O QUE SE PEDE: Indique todas as formas verbais conjugadas na primeira pessoa (singular ou plural) que surgem no relato sobre o sismo de 1980.

EXCERTO FORNECIDO:
Da escritora Graziela Veiga


                                               
MEMÓRIAS DO SISMO DE 1980, VIVIDO NA PRIMEIRA PESSOA! (eu)   

Naquele dia, 1 de Janeiro de 1980, amanhecera  um dia calmo, sem grandes sobressaltos, pois a passagem de ano tinha decorrido com normalidade em nossa casa, como prática do costume daquela época. 
Eu e o meu pai andávamos constipados. O meu pai encontrava-se de cama há mais de uma semana, com febre. 
Na manhã desse dia, levantei-me cedo e fui com a minha mãe à Celebração da Missa às sete horas. Logo que chegamos a casa, a minha mãe sugeriu a meu pai que se levantasse e tomasse banho, pois já se encontrava com melhoras, e também para evitar estar sempre na cama, por não ser benéfico. E assim foi.

[Registos guardados]
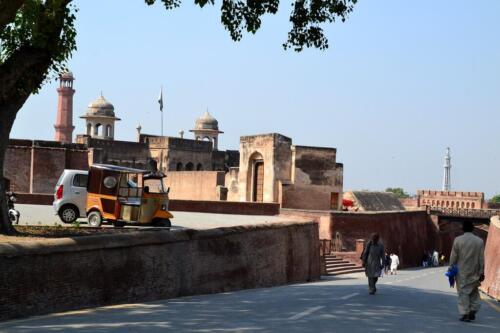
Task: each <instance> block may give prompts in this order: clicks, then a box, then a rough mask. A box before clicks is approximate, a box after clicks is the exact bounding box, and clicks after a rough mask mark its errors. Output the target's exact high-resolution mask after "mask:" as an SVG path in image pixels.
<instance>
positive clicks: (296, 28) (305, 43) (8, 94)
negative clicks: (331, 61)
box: [0, 0, 357, 234]
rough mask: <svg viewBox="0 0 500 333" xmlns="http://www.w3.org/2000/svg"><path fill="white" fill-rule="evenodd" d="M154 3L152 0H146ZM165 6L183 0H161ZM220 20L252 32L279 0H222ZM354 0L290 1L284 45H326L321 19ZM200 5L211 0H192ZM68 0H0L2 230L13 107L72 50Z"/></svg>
mask: <svg viewBox="0 0 500 333" xmlns="http://www.w3.org/2000/svg"><path fill="white" fill-rule="evenodd" d="M144 1H145V2H146V4H148V5H152V4H154V3H155V2H156V0H144ZM161 2H162V3H163V5H164V6H165V8H166V9H167V10H170V9H173V8H176V7H179V6H180V5H181V3H182V0H161ZM221 2H222V3H221V23H222V24H223V25H224V27H225V28H226V30H228V31H229V34H230V36H231V38H232V39H233V40H234V41H239V40H240V39H241V38H242V36H243V32H244V31H246V32H249V33H253V34H254V33H255V32H257V30H258V29H259V28H260V26H261V17H262V16H263V15H264V14H275V13H276V12H277V11H278V7H279V3H280V1H279V0H246V1H244V0H221ZM356 2H357V0H292V1H291V3H292V11H291V14H290V22H291V23H292V28H291V30H290V31H289V33H288V37H287V40H286V41H285V43H284V44H283V47H284V48H285V49H289V48H291V49H294V50H295V51H298V52H300V51H302V50H303V48H304V47H315V48H318V49H326V48H328V40H327V38H326V37H325V35H324V32H323V29H322V28H321V24H322V23H332V22H335V21H337V20H341V21H345V19H346V17H347V15H348V14H349V13H350V12H351V11H352V10H353V6H354V5H355V4H356ZM194 3H195V4H196V5H198V6H200V7H204V6H206V5H215V0H194ZM76 12H77V9H76V8H75V7H74V6H73V5H72V3H71V0H0V233H5V234H11V233H14V232H15V230H14V228H13V227H12V226H11V225H10V222H9V219H8V215H7V205H6V200H5V190H6V189H5V180H4V178H3V169H4V160H5V151H6V149H7V145H8V141H9V135H10V131H11V129H12V125H13V123H14V120H15V118H16V115H17V112H18V111H19V109H20V108H21V107H22V106H23V104H24V103H25V102H26V100H27V99H28V97H29V96H30V95H31V94H32V93H36V92H37V91H38V90H39V89H40V87H41V86H42V84H43V83H44V82H45V81H46V80H47V79H50V78H51V77H55V76H56V75H57V74H58V73H60V72H61V71H62V70H64V67H65V66H64V65H65V62H66V61H67V60H68V59H69V58H70V56H71V53H72V52H73V51H75V50H76V43H75V36H76V30H75V26H74V23H75V18H76V17H75V14H76Z"/></svg>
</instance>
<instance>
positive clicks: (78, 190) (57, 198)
mask: <svg viewBox="0 0 500 333" xmlns="http://www.w3.org/2000/svg"><path fill="white" fill-rule="evenodd" d="M87 179H88V171H85V170H70V169H66V170H64V171H63V173H62V174H61V177H59V180H58V181H57V184H56V188H55V192H54V203H53V204H52V206H53V207H54V211H55V212H56V214H57V215H59V217H60V218H61V220H62V221H63V222H64V223H73V222H75V221H76V219H78V218H79V217H85V214H86V211H85V210H86V205H87Z"/></svg>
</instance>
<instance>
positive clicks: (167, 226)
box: [154, 219, 172, 228]
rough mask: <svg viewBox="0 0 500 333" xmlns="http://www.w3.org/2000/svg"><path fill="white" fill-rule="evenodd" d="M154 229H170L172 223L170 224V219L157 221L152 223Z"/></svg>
mask: <svg viewBox="0 0 500 333" xmlns="http://www.w3.org/2000/svg"><path fill="white" fill-rule="evenodd" d="M154 225H155V227H165V228H170V227H172V222H170V219H158V220H156V221H155V223H154Z"/></svg>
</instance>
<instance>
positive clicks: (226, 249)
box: [0, 222, 319, 320]
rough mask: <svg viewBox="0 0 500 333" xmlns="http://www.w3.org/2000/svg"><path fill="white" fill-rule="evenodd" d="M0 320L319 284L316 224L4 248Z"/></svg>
mask: <svg viewBox="0 0 500 333" xmlns="http://www.w3.org/2000/svg"><path fill="white" fill-rule="evenodd" d="M0 267H2V274H0V320H6V319H11V318H17V317H25V316H31V315H39V314H46V313H51V312H58V311H66V310H73V309H81V308H88V307H95V306H103V305H110V304H119V303H134V302H145V301H152V300H156V299H164V298H172V297H180V296H186V295H196V294H207V293H218V292H227V291H232V290H239V289H247V288H258V287H271V286H277V285H282V284H289V283H298V282H306V281H312V280H317V279H319V243H318V227H317V224H316V223H313V222H309V223H288V224H286V223H283V224H272V225H258V226H247V227H232V228H218V229H212V230H202V231H195V230H177V231H172V232H168V231H141V232H133V233H132V232H131V233H126V234H115V235H102V236H89V237H78V238H75V239H69V238H66V239H56V240H46V241H40V242H37V243H33V242H30V243H26V244H16V246H15V247H13V246H11V245H9V244H6V243H2V244H0Z"/></svg>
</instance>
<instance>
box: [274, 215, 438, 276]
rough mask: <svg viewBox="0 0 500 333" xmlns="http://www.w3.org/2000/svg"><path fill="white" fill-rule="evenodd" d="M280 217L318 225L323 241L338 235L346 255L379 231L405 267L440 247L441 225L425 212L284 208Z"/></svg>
mask: <svg viewBox="0 0 500 333" xmlns="http://www.w3.org/2000/svg"><path fill="white" fill-rule="evenodd" d="M281 215H282V216H285V217H290V218H297V217H299V218H303V219H309V220H311V219H312V220H314V221H316V222H318V224H319V235H320V239H331V240H333V239H335V238H336V235H337V233H338V234H339V237H340V238H341V240H342V247H343V251H347V252H351V251H356V240H357V239H364V240H369V239H370V235H371V234H372V233H375V232H377V233H379V234H380V238H381V239H382V241H383V243H384V245H385V248H386V250H387V252H389V251H391V252H395V253H396V254H397V255H398V256H399V258H400V260H401V264H402V266H403V267H414V266H420V265H421V259H422V255H423V253H424V251H429V250H433V249H434V248H435V247H436V246H437V245H438V244H439V231H438V226H437V225H436V224H435V223H433V221H432V220H431V219H430V218H429V216H428V215H427V213H426V212H425V211H391V212H340V211H300V210H285V209H282V210H281ZM436 249H437V248H436ZM437 250H439V249H437ZM446 255H447V254H446Z"/></svg>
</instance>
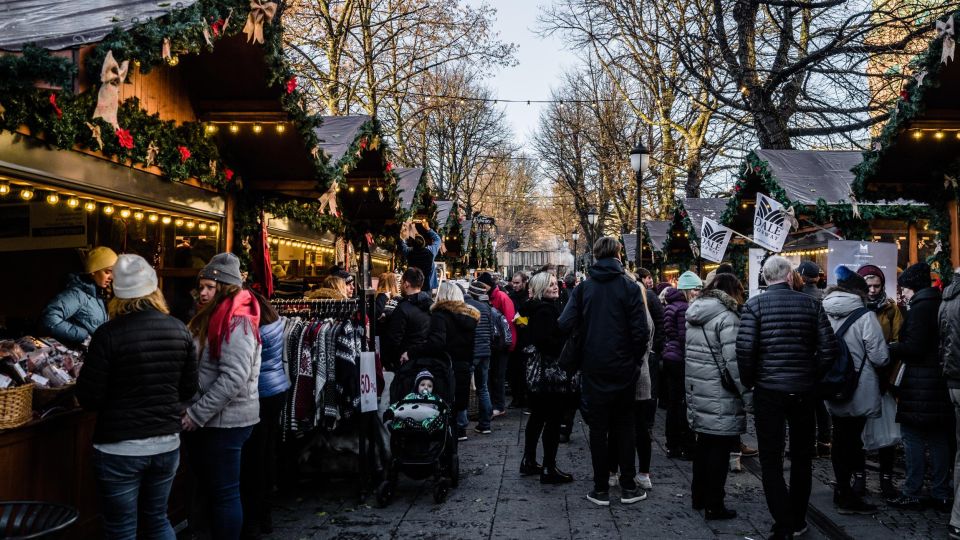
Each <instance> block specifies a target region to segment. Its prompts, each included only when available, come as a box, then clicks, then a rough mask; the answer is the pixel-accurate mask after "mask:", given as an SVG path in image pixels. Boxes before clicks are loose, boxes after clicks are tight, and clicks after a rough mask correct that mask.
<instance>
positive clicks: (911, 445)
mask: <svg viewBox="0 0 960 540" xmlns="http://www.w3.org/2000/svg"><path fill="white" fill-rule="evenodd" d="M900 433H901V435H902V437H903V450H904V459H905V461H906V465H907V478H906V480H905V481H904V482H903V494H904V495H906V496H907V497H918V498H919V497H920V492H921V491H922V490H923V472H924V469H925V468H926V463H925V462H926V460H925V459H924V449H925V448H929V449H930V496H931V497H934V498H937V499H949V498H950V497H951V496H953V492H952V491H950V479H949V469H950V439H949V437H950V434H949V433H947V432H945V431H943V430H931V431H923V430H918V429H914V428H912V427H910V426H906V425H903V424H900Z"/></svg>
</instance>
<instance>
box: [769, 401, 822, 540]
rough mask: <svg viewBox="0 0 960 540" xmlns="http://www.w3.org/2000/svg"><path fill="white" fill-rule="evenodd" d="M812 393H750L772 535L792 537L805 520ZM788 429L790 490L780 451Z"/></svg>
mask: <svg viewBox="0 0 960 540" xmlns="http://www.w3.org/2000/svg"><path fill="white" fill-rule="evenodd" d="M817 401H819V400H818V398H817V397H816V396H815V395H814V394H813V392H805V393H797V394H791V393H787V392H778V391H775V390H766V389H763V388H757V389H756V390H755V391H754V393H753V402H754V410H755V411H756V427H757V442H758V443H759V445H758V446H759V450H760V468H761V472H762V474H763V494H764V496H765V497H766V499H767V508H769V509H770V515H771V516H772V517H773V522H774V524H773V528H774V531H775V532H777V533H780V534H793V532H794V531H796V530H797V529H799V528H801V527H803V524H804V522H805V521H806V519H807V504H808V503H809V502H810V487H811V482H812V470H811V464H812V461H813V448H814V446H813V445H814V432H815V431H816V403H817ZM787 425H789V426H790V487H789V489H788V488H787V484H786V482H784V480H783V450H784V445H785V443H784V440H785V437H786V427H787Z"/></svg>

RESULTADO: andávamos, levantei-me, fui, chegamos